* **PAGE TEXT**:
Dr. Ted Morton was up next to talk about reforming the courts. BTW - our courts lost their political virginity a long time ago :) Some good questions were asked about the Human Rights Commissions.
Dr. Morton and Dr. Oberg then took questions as they were the only two PC Alberta candidates to show up. Both performed well.
Premier Klein gave the dinner speech and he was good. He even gave the Trudeau Salute to make a point about improved relations. It was classic Ralph at his best.
I enjoyed the talks presented, but felt there could have been more time given to the speakers. Could have had more U of C students get up and ask smart questions during the QPs.
All procedings were recorded by CPAC for air. Audio will be available on the Citizens Centre for Freedom and Democracy website soon.
Reply-To: cyf-talk@yahoogroups.com
Sent: October 2, 2006 6:07:32 PM
To: cyf-talk@yahoogroups.com
Subject: (cyf-talk) Re: Calgary Congress Review
I attended the Calgary Congress for the Saturday only. I went in true Alberta style, got up at 4 AM for the 3 hour drive south, made the city before sunrise. There were numerous U of C youth there, but no one I recognized. Danielle Smith looks better in person, her promo images do not do her justice. My partner in crime was Ryan Warawa, President of the BC Conservative Party.
Met Ted Byfield, had him autograph his recent column in the Western Standard, but I didn't see Ezra Levant.
Jason Kenny arrived in the morning and gave greetings on behalf of the Government of Canada and the Prime Minister. Jason is like scotch - he's gotten better with age :)
Heard Jason Clemens of the Fraser Institute talk about the economic opportunities of the west and how BC, AB, and even SK are dancing to the same tune on tax policy.
Peter Holle of the Frontier Institute in talked about how equalization harms Manitoba (shame - MB subsidizes hydro rates!)
Brian Crowley of the Atlantic Institute of Market Studies talked about the retardation of the Maritime and Newfoundland economies and how UIC (EI) was that tool, but also gave a caveat that in 8 years the unemployment rate in NS looks to be like 3% because of the demographic shift. He also set the cat among the pigeons with regards to the equality provision on Senate Reform. The grey hairs in the room were stunned as he had just defied them. It was a cautionary "be careful what you wish for, this new Senate might just go and try to dominate your provinces." Crowley was by far the best!

* **ASSIGNED TASK 1**: In the Calgary Congress review, replace "Premier Klein" with "the Premier" and write out the passage from "Dr. Morton and" to "during the QPs.".
* **ASSIGNED TASK 2**:
Answer these questions from the Calgary Congress review:
(a) Who recorded all the proceedings for air?
(b) What position did Ryan Warawa hold?
(c) According to Brian Crowley, what could the unemployment rate in NS look like in 8 years?

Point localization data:
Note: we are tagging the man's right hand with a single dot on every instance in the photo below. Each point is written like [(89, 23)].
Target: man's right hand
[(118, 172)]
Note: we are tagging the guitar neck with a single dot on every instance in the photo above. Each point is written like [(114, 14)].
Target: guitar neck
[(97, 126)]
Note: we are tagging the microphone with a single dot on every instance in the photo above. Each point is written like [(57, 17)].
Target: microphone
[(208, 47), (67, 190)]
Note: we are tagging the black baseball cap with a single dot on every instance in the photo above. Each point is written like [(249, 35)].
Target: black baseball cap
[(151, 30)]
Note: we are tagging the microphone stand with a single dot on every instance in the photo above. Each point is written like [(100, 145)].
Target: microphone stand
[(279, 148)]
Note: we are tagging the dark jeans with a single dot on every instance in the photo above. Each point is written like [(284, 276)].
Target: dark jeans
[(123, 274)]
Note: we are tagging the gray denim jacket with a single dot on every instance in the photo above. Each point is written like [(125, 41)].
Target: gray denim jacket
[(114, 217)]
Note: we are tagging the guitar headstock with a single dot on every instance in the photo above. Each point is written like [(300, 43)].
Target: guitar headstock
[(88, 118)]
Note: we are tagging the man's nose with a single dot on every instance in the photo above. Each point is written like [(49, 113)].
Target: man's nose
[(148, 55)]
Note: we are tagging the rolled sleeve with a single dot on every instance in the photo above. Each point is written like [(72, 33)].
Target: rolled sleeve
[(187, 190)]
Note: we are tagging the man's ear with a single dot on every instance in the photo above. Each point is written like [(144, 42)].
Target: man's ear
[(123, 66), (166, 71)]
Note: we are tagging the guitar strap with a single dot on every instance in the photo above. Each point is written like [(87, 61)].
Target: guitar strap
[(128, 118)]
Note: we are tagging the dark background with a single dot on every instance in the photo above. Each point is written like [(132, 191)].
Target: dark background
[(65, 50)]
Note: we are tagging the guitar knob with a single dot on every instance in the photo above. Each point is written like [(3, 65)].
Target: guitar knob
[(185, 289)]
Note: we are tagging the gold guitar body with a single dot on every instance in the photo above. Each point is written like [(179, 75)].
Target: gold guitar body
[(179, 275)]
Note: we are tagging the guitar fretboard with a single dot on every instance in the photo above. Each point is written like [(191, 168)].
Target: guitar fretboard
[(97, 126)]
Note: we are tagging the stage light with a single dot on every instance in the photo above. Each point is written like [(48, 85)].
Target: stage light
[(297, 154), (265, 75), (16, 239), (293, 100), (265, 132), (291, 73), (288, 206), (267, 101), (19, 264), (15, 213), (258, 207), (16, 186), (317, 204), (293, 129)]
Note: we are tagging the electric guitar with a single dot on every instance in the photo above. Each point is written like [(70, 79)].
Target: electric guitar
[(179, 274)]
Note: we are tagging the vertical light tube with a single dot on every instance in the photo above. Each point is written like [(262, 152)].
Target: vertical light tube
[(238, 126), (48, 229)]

* **EXERCISE RESULT 1**:
Dr. Morton and Dr. Oberg then took questions as they were the only two PC Alberta candidates to show up. Both performed well.
the Premier gave the dinner speech and he was good. He even gave the Trudeau Salute to make a point about improved relations. It was classic Ralph at his best.
I enjoyed the talks presented, but felt there could have been more time given to the speakers. Could have had more U of C students get up and ask smart questions during the QPs.

* **EXERCISE RESULT 2**:
(a) CPAC
(b) President of the BC Conservative Party
(c) Like 3%, because of the demographic shift